WORK REQUEST: For the material that follows, tally the lines holding "tree" and give the total alone.

*** Opening of DATA FOR THIS EXERCISE ***

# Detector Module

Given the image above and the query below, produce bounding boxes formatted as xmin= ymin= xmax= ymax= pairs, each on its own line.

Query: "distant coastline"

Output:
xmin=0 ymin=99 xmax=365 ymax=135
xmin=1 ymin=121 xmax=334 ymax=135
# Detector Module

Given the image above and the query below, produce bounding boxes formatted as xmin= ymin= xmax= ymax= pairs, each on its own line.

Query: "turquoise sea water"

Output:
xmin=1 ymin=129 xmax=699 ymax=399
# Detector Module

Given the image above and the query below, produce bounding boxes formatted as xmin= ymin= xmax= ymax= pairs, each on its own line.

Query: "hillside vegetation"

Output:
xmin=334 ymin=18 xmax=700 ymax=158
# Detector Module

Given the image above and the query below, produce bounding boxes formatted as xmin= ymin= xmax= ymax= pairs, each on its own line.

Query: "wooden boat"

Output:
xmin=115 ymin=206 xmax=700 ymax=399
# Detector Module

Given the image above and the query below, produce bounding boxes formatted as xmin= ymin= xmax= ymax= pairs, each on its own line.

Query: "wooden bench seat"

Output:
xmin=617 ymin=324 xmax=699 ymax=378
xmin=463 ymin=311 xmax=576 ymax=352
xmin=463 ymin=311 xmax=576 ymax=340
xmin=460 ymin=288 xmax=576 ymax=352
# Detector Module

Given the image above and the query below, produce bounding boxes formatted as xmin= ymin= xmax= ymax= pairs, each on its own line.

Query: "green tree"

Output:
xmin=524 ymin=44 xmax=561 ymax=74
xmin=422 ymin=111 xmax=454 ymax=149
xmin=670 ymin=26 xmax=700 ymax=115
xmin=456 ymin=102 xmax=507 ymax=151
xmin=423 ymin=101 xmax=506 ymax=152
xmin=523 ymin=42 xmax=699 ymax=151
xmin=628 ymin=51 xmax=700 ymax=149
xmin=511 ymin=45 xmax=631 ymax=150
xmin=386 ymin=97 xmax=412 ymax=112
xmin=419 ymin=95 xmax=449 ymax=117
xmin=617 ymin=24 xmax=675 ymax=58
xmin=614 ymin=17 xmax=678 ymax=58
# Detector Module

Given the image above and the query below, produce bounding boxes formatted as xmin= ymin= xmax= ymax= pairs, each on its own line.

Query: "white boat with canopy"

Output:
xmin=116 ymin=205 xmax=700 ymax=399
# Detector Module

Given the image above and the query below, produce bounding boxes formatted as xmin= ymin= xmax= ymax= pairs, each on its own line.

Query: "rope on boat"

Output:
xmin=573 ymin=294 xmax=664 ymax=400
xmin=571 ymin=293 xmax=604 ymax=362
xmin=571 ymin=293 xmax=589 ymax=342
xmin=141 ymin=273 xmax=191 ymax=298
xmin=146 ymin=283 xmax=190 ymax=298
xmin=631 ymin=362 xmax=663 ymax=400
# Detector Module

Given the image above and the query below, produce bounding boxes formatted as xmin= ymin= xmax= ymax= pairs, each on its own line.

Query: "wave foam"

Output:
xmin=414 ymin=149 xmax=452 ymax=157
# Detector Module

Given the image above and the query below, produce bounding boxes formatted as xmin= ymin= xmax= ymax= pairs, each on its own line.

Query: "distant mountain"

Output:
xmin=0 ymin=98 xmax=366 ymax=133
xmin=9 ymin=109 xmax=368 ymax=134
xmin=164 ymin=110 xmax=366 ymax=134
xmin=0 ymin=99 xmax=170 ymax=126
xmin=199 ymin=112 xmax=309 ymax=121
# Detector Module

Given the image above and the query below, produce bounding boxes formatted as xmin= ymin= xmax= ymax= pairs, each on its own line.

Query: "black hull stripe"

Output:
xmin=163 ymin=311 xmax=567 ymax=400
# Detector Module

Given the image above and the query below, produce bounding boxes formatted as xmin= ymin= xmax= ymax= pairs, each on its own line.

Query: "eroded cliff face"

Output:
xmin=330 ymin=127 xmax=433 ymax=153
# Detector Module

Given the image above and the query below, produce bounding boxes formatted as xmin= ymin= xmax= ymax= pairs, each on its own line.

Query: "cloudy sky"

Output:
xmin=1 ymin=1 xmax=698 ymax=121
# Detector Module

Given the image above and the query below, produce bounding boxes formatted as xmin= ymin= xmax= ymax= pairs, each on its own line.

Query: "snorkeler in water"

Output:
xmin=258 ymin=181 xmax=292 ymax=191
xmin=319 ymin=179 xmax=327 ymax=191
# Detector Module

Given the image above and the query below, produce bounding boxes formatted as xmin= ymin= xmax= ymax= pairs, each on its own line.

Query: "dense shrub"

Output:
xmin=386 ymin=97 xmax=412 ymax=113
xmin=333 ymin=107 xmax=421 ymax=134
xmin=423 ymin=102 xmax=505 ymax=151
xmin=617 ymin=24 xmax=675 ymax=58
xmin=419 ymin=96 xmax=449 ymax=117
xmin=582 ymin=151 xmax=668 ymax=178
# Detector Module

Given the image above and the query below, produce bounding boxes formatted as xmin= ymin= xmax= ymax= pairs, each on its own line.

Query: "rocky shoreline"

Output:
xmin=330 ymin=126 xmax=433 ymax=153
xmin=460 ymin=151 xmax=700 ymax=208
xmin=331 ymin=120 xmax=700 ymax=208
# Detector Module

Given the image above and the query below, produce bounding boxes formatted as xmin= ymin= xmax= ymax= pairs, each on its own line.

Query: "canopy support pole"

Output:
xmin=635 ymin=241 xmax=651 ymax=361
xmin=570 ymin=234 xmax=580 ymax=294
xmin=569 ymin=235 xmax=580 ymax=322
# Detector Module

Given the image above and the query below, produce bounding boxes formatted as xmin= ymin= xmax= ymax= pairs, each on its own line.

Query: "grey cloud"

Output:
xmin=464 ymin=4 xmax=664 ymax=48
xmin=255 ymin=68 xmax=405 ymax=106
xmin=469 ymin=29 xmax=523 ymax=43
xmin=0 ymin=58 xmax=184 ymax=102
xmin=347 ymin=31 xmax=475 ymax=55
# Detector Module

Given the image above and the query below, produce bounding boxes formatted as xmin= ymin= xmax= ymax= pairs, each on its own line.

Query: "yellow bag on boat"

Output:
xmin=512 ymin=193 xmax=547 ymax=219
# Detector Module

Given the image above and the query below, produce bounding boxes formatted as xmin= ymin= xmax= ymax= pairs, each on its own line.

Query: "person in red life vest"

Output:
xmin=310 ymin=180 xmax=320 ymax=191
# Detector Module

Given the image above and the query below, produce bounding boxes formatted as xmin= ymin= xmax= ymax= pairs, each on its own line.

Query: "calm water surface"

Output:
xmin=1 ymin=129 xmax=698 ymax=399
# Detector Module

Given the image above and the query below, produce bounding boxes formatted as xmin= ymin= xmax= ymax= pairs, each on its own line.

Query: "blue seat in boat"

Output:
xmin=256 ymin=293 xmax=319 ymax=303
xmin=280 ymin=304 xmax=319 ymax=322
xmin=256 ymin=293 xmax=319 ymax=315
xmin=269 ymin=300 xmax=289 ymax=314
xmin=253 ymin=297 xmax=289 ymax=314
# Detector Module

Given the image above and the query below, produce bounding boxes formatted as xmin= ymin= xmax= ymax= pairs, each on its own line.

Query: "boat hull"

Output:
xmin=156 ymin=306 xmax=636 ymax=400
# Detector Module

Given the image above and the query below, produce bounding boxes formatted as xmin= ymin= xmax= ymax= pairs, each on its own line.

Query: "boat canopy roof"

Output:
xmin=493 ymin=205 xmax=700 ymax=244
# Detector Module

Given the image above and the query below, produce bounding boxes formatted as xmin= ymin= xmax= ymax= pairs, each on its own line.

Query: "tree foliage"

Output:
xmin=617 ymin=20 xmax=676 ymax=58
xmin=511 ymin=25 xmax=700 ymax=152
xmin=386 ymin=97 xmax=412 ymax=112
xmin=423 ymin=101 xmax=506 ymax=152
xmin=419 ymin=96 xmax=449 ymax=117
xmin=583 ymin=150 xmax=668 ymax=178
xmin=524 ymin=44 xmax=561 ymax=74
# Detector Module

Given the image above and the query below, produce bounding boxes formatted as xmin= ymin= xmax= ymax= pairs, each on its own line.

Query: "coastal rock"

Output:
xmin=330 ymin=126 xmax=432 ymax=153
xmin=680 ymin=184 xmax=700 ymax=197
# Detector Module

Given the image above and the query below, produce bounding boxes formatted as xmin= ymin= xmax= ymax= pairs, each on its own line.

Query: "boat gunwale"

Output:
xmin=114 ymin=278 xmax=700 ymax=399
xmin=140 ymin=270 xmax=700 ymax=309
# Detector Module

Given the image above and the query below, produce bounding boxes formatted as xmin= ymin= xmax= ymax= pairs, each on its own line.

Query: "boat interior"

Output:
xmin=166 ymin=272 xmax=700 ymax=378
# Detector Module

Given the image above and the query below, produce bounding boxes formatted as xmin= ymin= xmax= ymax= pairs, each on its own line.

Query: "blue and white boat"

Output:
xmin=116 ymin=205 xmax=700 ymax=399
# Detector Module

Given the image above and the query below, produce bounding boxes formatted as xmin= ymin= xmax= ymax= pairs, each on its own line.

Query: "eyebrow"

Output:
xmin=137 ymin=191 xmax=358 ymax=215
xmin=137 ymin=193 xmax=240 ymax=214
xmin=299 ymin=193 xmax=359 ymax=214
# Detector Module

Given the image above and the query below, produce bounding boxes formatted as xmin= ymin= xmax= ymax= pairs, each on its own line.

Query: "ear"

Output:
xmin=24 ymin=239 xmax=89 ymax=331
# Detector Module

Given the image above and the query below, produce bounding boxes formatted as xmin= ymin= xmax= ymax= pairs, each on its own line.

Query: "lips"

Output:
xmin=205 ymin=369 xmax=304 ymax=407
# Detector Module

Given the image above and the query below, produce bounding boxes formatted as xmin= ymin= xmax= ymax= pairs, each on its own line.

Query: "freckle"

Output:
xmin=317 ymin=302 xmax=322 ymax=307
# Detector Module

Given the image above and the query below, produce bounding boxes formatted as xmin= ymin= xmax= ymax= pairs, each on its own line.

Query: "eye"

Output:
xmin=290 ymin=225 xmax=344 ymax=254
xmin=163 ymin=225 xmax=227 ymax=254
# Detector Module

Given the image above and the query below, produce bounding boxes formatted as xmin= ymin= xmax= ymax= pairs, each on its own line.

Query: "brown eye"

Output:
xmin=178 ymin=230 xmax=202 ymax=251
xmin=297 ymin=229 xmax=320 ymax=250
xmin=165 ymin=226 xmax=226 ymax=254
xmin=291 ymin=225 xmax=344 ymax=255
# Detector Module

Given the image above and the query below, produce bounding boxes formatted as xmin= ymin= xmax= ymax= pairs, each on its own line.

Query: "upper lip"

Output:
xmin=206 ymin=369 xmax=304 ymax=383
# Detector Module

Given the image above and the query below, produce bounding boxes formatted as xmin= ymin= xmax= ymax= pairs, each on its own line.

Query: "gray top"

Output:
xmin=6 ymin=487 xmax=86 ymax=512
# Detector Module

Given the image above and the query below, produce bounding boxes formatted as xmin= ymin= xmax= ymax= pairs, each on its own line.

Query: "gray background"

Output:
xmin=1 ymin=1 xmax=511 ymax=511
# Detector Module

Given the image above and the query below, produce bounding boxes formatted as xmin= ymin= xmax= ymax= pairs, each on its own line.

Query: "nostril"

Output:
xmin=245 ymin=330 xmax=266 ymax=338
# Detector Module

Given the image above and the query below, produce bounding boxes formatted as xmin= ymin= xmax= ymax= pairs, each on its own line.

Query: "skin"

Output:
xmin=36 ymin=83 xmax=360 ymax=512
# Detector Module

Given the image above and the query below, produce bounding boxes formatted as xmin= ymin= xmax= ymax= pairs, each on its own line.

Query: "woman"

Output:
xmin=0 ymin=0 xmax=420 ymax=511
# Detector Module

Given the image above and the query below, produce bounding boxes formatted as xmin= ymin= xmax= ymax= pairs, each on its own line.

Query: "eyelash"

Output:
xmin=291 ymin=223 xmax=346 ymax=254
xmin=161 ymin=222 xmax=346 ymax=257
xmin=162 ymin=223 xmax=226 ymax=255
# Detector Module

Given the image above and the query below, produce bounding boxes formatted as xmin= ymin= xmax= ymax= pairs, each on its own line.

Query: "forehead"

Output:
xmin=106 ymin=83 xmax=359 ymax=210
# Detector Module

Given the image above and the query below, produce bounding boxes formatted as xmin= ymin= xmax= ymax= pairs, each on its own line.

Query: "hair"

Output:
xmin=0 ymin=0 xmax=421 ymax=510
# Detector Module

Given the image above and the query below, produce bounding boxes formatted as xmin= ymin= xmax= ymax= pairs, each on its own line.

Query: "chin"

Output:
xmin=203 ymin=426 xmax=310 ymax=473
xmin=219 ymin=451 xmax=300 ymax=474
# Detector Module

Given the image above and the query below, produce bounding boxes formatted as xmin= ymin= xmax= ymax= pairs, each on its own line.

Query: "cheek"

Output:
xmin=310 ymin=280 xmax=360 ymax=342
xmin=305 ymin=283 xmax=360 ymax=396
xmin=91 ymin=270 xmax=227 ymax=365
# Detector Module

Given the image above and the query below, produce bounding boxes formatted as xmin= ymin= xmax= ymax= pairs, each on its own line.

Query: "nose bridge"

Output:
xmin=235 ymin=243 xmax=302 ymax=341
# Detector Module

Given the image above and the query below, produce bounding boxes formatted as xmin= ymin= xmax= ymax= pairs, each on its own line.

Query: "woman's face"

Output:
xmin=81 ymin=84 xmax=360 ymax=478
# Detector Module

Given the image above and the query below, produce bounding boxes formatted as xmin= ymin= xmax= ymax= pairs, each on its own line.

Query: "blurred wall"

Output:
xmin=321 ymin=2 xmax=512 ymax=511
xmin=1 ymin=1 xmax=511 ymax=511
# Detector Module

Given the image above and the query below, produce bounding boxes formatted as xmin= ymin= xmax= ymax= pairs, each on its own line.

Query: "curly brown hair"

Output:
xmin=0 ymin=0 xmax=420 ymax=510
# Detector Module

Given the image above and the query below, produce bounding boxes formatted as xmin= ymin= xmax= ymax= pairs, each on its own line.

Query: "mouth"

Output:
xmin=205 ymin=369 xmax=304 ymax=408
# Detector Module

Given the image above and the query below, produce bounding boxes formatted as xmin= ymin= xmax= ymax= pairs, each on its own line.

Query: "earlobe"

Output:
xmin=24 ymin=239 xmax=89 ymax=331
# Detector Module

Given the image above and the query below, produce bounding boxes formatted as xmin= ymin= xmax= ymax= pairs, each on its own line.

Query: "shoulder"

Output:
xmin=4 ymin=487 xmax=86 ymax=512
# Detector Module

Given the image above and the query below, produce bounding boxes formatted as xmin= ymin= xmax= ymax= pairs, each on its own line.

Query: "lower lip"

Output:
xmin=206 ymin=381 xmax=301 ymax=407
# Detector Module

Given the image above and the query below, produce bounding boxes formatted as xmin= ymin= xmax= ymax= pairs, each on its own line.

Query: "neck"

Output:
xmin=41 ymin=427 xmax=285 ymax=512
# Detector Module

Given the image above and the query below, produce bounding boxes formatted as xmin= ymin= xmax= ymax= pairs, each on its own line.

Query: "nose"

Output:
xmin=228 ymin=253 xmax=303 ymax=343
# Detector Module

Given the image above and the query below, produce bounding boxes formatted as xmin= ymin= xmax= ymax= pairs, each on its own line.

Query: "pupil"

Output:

*** Close of DATA FOR THIS EXERCISE ***

WORKED SOLUTION: 2